Everything from the line holding "distant boat, given as one point per instance." through the final line of the entries below is to be duplicated exactly, and nothing outside that span.
##########
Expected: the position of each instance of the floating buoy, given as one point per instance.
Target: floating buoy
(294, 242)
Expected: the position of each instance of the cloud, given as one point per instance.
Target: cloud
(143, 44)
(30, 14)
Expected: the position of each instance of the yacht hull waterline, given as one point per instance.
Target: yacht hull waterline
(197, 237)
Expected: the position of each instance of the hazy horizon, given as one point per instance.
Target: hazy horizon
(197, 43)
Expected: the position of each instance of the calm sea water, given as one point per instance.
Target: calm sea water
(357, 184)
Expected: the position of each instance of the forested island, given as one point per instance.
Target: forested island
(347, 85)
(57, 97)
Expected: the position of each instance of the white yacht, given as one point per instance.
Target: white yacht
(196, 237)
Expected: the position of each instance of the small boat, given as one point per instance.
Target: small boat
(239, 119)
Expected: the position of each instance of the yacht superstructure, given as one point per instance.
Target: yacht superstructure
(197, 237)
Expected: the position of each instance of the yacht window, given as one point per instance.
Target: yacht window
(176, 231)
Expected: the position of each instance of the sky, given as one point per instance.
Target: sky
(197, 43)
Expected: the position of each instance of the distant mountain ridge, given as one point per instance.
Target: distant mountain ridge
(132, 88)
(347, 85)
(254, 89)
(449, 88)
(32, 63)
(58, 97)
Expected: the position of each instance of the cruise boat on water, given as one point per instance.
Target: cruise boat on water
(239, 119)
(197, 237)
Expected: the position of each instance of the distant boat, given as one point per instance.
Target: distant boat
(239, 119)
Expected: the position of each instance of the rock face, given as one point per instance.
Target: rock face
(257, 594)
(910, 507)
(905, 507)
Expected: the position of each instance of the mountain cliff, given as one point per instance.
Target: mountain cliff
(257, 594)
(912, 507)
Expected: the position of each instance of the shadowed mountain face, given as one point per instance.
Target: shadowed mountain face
##########
_SOLVED EXERCISE_.
Expected: the position of each instance of the distant boat, given as one point per instance.
Target: distant boat
(239, 119)
Expected: the position of each instance of the rock face, given as one point per instance.
Target: rock face
(257, 594)
(910, 507)
(905, 507)
Expected: the position of each instance of the mountain cliff, given as one point per instance.
Target: mountain cliff
(257, 594)
(912, 507)
Expected: the position of each instance of the shadowed mountain face, given as one point per instance.
Target: shadowed mountain face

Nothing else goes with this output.